TASK TO COMPLETE: Pull out every line below that contains the string "white", treating uppercase and lowercase as different.

INPUT DATA:

────────

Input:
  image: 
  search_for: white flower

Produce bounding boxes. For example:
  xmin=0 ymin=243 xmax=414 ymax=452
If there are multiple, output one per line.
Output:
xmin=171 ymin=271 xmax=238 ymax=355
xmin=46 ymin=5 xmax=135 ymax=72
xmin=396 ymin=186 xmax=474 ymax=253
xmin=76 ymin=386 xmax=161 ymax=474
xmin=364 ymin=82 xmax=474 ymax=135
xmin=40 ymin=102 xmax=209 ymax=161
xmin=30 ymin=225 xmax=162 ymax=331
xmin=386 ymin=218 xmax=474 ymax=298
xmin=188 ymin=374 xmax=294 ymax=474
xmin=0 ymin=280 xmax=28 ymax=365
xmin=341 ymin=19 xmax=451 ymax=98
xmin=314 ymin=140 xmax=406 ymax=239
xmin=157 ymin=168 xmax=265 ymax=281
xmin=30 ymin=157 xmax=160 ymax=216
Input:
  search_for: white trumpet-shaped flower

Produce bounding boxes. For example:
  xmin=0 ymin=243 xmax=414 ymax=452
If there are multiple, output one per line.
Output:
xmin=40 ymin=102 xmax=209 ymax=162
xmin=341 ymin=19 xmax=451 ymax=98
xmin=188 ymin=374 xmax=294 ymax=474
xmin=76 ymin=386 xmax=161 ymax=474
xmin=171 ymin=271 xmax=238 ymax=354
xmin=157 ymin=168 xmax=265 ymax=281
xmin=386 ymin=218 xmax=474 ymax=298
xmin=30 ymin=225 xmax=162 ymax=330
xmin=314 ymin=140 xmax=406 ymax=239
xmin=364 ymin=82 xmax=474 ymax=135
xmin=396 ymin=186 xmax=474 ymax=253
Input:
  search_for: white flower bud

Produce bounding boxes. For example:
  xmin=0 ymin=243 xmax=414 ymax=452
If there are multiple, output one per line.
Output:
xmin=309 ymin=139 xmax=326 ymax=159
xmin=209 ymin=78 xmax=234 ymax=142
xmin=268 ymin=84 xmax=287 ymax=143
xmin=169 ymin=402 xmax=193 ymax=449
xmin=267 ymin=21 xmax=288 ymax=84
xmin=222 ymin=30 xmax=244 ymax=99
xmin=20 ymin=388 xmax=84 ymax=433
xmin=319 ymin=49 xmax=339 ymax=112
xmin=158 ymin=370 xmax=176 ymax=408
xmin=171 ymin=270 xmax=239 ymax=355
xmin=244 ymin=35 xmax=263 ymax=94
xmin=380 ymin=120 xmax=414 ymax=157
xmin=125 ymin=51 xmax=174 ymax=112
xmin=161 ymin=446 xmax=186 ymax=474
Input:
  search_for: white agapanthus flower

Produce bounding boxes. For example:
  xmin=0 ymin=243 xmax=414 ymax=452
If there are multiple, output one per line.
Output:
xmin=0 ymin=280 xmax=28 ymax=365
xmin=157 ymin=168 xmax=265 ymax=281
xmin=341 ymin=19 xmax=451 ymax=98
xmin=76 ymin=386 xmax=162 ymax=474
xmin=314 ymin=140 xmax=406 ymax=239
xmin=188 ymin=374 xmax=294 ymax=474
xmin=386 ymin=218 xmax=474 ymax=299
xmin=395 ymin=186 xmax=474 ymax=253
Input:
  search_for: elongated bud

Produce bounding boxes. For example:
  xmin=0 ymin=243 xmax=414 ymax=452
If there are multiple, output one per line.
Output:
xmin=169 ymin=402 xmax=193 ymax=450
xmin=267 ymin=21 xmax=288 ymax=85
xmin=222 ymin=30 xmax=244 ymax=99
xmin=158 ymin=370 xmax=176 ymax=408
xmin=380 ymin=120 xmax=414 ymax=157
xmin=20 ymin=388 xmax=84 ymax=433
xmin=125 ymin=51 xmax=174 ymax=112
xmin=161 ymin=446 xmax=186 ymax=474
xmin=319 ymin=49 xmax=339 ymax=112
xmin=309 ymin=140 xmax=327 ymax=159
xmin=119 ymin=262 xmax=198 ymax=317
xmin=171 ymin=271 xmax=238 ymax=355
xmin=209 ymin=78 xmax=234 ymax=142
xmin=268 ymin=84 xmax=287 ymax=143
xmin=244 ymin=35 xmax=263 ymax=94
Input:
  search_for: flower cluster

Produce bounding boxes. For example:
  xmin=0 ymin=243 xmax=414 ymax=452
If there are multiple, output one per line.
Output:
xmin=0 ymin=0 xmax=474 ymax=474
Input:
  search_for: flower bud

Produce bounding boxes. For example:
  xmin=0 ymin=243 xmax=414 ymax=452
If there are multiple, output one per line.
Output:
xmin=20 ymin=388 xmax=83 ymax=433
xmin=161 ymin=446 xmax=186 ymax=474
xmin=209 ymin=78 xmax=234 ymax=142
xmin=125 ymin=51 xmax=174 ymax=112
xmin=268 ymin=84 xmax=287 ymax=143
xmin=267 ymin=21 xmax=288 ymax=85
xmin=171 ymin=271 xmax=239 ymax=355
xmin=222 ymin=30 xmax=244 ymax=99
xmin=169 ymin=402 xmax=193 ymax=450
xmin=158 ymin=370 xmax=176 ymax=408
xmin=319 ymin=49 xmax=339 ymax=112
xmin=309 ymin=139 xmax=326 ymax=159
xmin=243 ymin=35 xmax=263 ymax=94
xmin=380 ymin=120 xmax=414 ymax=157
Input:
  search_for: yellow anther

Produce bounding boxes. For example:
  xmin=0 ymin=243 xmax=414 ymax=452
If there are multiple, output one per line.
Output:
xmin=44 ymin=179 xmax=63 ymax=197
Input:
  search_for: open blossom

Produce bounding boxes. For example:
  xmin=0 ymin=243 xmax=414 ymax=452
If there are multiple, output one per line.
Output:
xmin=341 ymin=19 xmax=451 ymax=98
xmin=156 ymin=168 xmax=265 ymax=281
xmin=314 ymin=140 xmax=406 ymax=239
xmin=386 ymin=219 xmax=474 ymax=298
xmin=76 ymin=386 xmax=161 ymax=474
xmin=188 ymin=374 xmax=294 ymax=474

────────

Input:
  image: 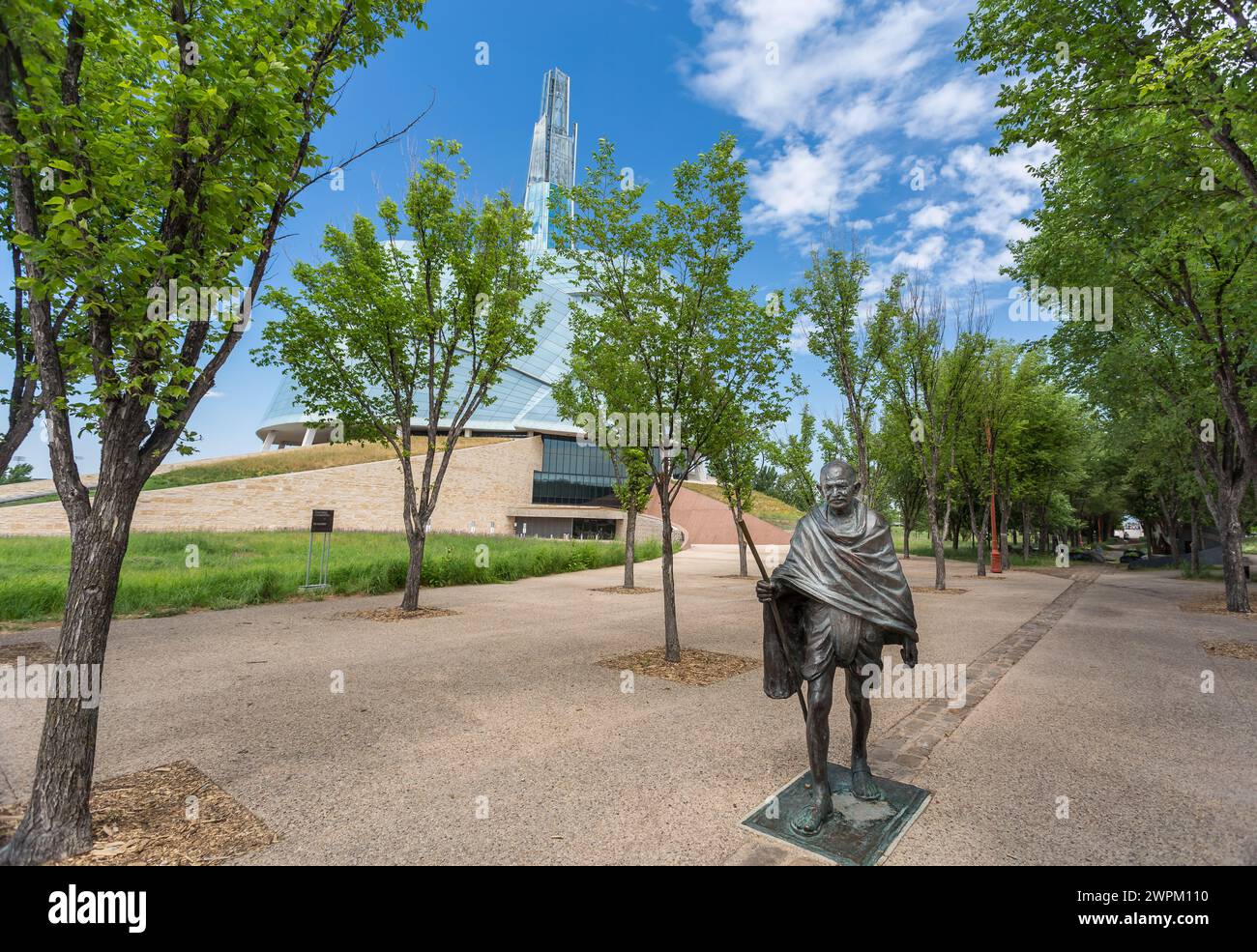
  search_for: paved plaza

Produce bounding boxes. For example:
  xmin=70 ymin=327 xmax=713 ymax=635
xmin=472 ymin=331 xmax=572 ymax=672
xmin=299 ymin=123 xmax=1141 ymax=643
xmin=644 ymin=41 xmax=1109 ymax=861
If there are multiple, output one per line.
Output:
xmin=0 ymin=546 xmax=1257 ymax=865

────────

EXERCISE ANSWER:
  search_for: white flower
  search_for: white trumpet-shaped flower
  search_for: white flower bud
  search_for: white agapanthus flower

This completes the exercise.